● **STATED TASK 1**: Rewrite the listing that follows the passage, changing "white cloud" to "pale cloud" and leaving everything else unchanged. Leave the pictures out of your answer.
# # #
That’s one of the funny things about Jane as a writer. When you read her books, you can feel her alongside you, laughing with you, leading you down the path of her narrative, but when you have to define her as an actual person things get complicated. Her heroines have so many different traits; Emma is very different from the Bennet sisters, etc. She is so good at characterization you have to wonder if any of her “real life” experience or traits inhabit any of her characters.

Most scholars will argue that writers grow from book to book, so could an argument be made that she is more like Catherine Morland from NORTHANGER ABBEY than her others?

No, I can’t see it.

I can’t imagine a character like Catherine (even with her wild imagination and love of books) creating novels. Some Austenites would point to Anne Elliot from PERSUASION for being the most like her (maybe the book is playing out a fantasy she had about a returning love?), but that would be a much later creation when her skills were at the strongest. Would it be near the end of her career that she would really allow herself to slip in? With someone with her literary skills it feels like a moment of weakness.

So in many ways this first trip to England (with nothing but a full backpack and a paperback showing famous literary locations), was a test for A JANE AUSTEN DAYDREAMThe possibility of this novel becoming a reality rested on this outing.

Chawton House - Jane Austen's final home.

The first place I went around Jane Austen was the Jane Austen’s House Museum in Chawton. This is where Jane spent the last years of her life. It is where some of her classics first took breath and where many of her works were fine tuned.
# # #
● **STATED TASK 2**: List every character from Jane Austen's novels that the passage about Austen as a writer names.
# # #
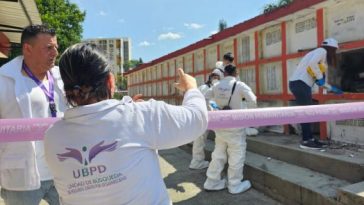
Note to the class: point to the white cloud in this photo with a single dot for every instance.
(168, 28)
(145, 44)
(169, 36)
(193, 25)
(213, 32)
(102, 13)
# # #
● **RESULT 1**:
Note to the class: point to the pale cloud in this photo with a single dot for every instance.
(168, 28)
(145, 44)
(169, 36)
(193, 25)
(213, 32)
(102, 13)

● **RESULT 2**:
Emma
the Bennet sisters
Catherine Morland
Anne Elliot